### PASSAGE FOR REVIEW
***

The Church of Saint Roch, located on Olšany Square (Czech: Olšanské náměstí), is the oldest church in present-day Žižkov, a cadastral district of Prague, Czech Republic. The Baroque structure was built between 1680 and 1682 by Jan Hainric, probably according to plans by the renowned French architect Jean Baptiste Mathey.

==History==
The stimulus for the church's construction was the plague epidemic which broke out in Prague in early 1680. So many citizens of Prague were killed, that new cemeteries needed to be established outside the city walls. Plague cemeteries were laid out in Olšany for the Old Town, New Town, and Jewish Quarter. The Old Town City Council also decided to build a pestilence chapel on its newly established burial ground. It was dedicated to St. Roch, a patron saint of plague victims.

***

[Dataset entries]
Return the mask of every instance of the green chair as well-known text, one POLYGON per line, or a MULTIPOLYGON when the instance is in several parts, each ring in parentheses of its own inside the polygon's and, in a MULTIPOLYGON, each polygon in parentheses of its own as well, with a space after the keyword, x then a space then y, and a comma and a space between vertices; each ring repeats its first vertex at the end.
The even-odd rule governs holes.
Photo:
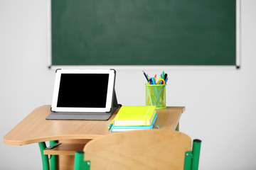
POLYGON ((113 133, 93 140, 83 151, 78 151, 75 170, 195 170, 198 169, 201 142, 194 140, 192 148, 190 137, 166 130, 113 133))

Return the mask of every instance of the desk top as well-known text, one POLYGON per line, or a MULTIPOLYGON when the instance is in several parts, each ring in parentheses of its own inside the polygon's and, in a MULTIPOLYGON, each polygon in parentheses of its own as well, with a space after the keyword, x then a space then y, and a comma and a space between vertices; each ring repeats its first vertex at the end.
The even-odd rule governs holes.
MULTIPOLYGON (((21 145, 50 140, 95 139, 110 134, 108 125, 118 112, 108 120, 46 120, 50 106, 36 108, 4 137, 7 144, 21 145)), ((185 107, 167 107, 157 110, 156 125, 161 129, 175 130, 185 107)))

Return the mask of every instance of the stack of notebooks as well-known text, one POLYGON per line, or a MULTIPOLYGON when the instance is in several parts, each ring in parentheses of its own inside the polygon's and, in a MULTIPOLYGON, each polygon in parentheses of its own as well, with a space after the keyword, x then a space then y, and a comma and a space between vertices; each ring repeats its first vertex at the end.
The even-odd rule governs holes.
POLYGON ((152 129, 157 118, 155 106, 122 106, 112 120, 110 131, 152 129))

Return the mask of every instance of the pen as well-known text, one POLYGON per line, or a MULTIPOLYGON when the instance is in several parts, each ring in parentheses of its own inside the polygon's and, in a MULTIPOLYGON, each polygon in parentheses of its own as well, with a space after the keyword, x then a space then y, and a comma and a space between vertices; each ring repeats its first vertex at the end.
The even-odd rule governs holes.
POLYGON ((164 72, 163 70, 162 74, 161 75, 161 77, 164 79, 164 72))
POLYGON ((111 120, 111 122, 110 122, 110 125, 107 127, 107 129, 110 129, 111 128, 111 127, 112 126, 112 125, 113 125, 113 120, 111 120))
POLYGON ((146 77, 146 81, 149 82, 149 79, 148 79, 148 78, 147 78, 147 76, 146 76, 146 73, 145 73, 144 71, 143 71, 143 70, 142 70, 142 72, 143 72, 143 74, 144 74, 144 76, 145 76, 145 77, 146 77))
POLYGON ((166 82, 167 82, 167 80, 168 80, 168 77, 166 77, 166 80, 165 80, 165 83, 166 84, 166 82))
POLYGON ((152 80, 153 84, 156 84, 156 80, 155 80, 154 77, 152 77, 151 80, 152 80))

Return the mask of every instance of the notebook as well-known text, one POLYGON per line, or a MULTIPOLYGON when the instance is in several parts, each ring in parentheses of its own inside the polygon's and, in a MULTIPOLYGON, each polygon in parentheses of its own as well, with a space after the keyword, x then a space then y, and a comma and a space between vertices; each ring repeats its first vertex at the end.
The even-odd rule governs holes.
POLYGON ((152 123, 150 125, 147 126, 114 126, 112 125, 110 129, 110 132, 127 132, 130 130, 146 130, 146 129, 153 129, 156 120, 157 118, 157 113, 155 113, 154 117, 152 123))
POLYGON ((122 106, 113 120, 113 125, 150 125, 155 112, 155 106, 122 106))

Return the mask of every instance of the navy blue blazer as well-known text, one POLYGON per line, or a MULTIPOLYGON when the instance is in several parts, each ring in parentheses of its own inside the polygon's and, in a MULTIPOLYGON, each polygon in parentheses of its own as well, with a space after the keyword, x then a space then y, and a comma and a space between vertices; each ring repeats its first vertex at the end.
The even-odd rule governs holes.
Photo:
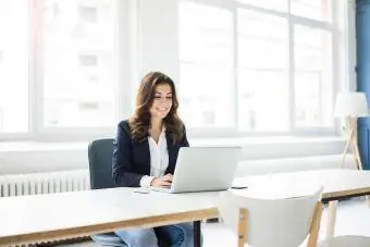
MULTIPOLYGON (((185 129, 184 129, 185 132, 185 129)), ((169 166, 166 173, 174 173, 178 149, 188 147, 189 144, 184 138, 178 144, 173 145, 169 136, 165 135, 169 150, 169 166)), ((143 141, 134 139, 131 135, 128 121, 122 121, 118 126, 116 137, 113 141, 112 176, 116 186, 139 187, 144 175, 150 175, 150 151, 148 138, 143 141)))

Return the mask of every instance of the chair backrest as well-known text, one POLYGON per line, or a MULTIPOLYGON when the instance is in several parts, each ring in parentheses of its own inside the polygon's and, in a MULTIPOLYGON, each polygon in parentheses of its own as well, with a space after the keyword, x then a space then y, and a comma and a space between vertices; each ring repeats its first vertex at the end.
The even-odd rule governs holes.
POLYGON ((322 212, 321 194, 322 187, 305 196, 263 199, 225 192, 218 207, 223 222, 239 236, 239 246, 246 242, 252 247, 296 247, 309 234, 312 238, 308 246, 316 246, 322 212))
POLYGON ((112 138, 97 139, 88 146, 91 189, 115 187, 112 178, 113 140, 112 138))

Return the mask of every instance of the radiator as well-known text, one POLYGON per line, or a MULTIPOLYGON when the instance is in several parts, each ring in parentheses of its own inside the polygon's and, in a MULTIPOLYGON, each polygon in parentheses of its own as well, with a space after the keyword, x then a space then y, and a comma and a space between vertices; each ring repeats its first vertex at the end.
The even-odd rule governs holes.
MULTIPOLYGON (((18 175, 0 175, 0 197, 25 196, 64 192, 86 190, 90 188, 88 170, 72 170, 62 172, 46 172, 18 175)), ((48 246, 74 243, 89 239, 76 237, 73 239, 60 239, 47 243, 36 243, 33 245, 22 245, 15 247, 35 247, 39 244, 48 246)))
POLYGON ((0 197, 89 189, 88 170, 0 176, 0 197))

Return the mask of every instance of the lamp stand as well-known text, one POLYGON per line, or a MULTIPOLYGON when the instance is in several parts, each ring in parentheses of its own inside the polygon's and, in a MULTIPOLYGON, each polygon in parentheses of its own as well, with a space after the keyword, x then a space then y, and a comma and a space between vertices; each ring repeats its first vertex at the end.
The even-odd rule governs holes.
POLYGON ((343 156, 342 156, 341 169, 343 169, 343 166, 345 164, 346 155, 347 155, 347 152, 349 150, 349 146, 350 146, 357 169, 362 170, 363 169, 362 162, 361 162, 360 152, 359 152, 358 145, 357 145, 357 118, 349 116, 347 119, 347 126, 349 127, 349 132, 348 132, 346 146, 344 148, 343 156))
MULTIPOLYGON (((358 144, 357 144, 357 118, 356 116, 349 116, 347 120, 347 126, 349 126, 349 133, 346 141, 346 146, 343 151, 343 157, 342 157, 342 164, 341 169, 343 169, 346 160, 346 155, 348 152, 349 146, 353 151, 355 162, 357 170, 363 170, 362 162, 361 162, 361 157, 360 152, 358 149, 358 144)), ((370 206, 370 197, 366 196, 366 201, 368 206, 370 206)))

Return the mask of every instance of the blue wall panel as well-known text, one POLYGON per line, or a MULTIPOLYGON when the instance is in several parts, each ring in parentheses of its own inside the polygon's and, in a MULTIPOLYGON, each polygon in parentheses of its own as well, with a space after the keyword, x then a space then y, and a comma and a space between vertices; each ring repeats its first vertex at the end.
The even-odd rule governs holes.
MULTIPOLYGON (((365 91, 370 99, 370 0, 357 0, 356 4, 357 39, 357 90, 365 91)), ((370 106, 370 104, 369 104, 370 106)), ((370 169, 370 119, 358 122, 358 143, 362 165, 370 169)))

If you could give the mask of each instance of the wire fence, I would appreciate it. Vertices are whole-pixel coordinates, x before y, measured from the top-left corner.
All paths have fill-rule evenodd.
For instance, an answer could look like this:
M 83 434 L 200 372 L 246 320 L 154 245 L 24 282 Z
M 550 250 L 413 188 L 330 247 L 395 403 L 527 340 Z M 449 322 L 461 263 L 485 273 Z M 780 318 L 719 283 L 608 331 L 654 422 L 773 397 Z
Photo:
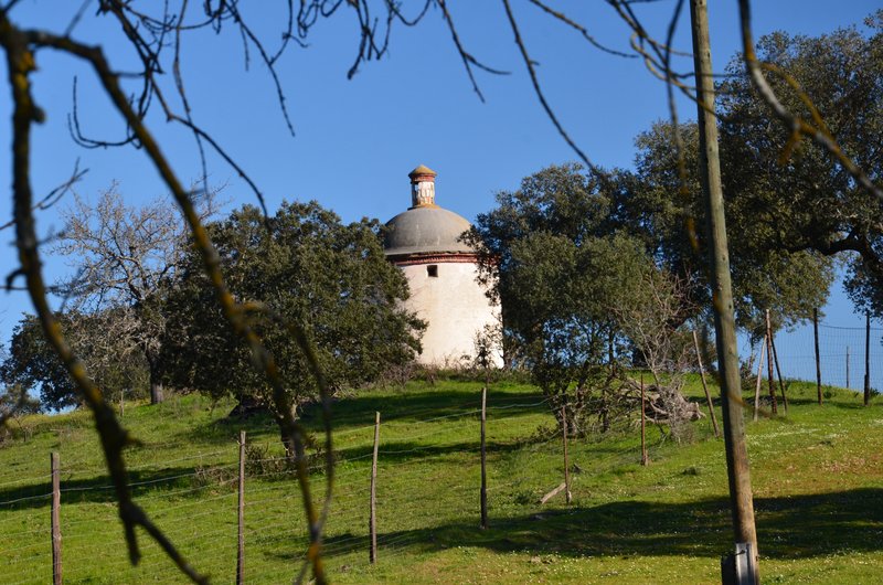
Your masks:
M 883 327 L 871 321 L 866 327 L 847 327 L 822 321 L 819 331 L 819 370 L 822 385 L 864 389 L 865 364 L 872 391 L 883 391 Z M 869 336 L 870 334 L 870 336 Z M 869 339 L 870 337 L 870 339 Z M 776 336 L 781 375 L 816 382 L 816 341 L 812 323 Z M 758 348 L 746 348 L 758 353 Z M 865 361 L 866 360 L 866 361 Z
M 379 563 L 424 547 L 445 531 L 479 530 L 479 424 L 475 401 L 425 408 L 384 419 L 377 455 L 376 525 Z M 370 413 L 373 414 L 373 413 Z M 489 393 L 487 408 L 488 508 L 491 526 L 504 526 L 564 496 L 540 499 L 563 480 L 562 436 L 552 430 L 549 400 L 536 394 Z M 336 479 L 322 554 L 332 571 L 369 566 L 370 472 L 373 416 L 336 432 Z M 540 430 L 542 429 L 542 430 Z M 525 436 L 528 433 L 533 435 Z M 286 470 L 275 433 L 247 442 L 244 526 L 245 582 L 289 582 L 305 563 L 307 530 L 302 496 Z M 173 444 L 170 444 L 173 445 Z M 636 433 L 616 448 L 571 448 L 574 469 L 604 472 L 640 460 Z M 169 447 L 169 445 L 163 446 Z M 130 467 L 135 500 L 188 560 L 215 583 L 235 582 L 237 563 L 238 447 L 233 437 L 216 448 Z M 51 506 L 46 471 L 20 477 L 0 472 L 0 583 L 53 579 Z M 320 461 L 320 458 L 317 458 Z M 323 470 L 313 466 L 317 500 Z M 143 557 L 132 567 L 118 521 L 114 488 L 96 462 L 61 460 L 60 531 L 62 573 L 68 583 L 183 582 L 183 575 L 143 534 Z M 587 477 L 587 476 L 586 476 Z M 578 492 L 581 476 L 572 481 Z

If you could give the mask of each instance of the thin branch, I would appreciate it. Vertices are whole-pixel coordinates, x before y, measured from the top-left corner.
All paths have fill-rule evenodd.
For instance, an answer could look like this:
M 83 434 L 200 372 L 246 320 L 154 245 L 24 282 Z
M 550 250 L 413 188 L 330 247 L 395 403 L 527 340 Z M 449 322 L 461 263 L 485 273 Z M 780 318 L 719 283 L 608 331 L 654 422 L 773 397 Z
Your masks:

***

### WHAT THE TASK REQUIRES
Can you carry on the text about Prague's Church of Saint Roch from its last sentence?

### EXERCISE OUTPUT
The Church of Saint Roch continued to function as a cemetery church, even after the Olšany Cemetery began to accept regular burials among the plague victims. In 1839, a decree of the Governor abolished the parish church of the Elevation of the Holy Cross because of structural defects and adverse location, and the parish church functions began to be transferred to St. Roch of Olšany. From 1842, it engaged in all acts of parish spiritual administration.

In the construction of the streets of present-day Olšanska Square, part of the original cemetery wall, behind which the Church of St. Roch stood, was demolished. The construction also required the removal of the old rectory. So today is the church stands alone in the middle of a green space. In recent years, the church has undergone reconstruction, including replacement of the roof, and the surrounding park land has been renovated.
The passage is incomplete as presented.